Exercise goal:
In the entries below, find the lines that contain the word "train" and copy them.

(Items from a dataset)
--------

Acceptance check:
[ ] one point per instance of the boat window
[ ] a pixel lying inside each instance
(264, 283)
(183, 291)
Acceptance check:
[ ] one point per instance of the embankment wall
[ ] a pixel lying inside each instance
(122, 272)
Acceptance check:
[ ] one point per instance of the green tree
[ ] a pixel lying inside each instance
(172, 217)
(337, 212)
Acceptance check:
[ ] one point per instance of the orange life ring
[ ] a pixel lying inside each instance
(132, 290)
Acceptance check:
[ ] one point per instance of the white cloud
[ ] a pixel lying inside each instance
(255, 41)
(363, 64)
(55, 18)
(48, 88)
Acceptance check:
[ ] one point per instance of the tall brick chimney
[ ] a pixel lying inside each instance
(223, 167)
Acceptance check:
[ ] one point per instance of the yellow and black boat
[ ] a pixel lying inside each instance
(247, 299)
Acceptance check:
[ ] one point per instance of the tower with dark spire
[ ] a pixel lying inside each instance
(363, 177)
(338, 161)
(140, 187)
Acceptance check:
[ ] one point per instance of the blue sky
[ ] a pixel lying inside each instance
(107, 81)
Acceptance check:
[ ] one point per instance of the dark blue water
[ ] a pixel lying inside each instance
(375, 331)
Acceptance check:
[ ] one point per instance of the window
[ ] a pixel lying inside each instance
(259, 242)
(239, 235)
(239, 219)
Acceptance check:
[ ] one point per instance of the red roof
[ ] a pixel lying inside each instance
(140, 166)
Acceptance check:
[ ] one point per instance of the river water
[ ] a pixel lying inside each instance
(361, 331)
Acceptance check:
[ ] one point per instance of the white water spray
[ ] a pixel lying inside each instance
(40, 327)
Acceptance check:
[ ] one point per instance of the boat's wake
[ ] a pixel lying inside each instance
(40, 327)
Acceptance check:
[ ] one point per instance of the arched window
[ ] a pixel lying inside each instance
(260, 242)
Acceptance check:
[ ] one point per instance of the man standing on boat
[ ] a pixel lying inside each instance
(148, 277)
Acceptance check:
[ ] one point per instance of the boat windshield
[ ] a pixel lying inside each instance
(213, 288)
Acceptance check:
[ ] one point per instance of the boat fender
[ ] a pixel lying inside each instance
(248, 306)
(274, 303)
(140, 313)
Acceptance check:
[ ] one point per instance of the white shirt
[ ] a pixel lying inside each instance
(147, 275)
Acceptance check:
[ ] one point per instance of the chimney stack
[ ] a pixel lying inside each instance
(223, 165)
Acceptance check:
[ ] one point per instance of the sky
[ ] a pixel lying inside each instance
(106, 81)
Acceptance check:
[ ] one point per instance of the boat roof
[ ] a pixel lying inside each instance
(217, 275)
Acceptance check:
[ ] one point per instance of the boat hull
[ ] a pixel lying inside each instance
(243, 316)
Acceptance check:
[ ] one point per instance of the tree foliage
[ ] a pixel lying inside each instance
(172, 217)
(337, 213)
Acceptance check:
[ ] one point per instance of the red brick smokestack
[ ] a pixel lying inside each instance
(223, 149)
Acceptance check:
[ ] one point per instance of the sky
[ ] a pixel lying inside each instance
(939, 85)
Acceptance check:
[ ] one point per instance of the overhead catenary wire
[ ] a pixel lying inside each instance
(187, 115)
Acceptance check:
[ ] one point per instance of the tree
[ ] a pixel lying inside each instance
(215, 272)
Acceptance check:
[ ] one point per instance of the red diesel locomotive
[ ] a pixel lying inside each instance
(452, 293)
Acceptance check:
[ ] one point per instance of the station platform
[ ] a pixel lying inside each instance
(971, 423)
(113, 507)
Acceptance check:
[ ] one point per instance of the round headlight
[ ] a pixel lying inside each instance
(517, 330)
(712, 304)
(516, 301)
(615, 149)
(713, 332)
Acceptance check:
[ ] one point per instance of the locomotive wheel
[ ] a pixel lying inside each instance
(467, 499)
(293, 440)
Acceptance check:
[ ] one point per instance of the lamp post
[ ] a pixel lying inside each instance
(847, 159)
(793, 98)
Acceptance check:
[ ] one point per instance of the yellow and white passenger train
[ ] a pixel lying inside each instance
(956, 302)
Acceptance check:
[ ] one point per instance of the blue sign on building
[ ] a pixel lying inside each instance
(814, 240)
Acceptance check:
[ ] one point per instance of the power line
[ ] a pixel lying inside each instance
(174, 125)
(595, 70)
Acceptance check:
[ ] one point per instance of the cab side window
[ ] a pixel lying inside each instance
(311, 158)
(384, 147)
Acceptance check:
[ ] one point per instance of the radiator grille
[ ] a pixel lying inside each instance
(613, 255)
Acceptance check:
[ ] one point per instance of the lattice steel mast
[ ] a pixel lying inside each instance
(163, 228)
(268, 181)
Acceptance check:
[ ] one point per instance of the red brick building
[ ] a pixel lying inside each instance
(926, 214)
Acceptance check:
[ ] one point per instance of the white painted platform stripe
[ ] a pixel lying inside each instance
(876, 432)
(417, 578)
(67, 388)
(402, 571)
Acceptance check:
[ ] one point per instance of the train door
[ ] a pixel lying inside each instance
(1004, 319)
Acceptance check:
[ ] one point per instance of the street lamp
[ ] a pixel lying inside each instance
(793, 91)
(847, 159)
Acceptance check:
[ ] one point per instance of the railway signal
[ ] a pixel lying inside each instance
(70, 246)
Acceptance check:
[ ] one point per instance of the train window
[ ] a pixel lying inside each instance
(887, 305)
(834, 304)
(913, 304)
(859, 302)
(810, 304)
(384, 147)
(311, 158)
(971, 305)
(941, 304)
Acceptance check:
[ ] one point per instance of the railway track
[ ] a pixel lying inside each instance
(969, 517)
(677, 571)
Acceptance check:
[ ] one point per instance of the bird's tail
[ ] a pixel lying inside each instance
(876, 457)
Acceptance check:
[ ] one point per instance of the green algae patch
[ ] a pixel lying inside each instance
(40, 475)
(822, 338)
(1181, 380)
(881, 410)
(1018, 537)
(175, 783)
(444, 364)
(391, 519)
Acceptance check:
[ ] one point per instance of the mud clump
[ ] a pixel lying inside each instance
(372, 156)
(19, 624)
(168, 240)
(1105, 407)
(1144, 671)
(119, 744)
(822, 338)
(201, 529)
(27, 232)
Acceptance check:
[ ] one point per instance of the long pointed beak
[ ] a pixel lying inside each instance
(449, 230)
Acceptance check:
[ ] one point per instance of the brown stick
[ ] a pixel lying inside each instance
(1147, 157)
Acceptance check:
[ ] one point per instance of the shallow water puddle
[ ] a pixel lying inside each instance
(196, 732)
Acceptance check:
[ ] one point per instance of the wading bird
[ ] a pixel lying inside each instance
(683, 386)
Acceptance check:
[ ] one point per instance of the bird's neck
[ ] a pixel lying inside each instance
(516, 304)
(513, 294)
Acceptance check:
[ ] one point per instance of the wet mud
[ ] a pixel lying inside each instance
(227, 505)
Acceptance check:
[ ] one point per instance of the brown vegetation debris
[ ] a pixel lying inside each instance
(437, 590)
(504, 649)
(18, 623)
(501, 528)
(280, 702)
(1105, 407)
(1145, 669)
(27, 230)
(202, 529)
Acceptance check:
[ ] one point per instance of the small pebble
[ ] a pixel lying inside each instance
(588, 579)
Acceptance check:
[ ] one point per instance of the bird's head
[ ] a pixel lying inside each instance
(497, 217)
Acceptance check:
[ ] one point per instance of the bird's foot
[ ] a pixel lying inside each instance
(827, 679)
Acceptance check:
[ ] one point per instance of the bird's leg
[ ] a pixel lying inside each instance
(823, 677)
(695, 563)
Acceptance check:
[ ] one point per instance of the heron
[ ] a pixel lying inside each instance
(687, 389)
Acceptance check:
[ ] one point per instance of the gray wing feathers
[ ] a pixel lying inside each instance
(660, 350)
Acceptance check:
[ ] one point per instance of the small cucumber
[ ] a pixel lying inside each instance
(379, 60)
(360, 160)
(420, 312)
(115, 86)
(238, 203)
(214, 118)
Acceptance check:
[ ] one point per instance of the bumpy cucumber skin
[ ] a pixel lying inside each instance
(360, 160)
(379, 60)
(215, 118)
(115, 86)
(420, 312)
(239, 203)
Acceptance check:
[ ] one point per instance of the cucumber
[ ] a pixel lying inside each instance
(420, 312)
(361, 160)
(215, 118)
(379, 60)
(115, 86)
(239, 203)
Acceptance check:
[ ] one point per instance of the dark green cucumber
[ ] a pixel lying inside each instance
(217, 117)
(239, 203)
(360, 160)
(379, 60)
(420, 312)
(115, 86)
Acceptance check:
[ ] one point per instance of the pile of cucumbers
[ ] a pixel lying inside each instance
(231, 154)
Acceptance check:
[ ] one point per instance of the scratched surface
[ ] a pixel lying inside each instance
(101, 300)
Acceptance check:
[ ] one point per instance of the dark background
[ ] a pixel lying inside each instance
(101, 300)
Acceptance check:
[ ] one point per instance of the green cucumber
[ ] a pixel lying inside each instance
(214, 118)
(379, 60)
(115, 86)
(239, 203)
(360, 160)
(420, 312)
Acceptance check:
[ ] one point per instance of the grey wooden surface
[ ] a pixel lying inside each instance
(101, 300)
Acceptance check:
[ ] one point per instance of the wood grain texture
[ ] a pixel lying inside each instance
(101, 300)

--------

Task output:
[ ] one point per instance of the yellow and white passenger train
[ ] one point per instance of the train door
[ ] one point per instance of the train window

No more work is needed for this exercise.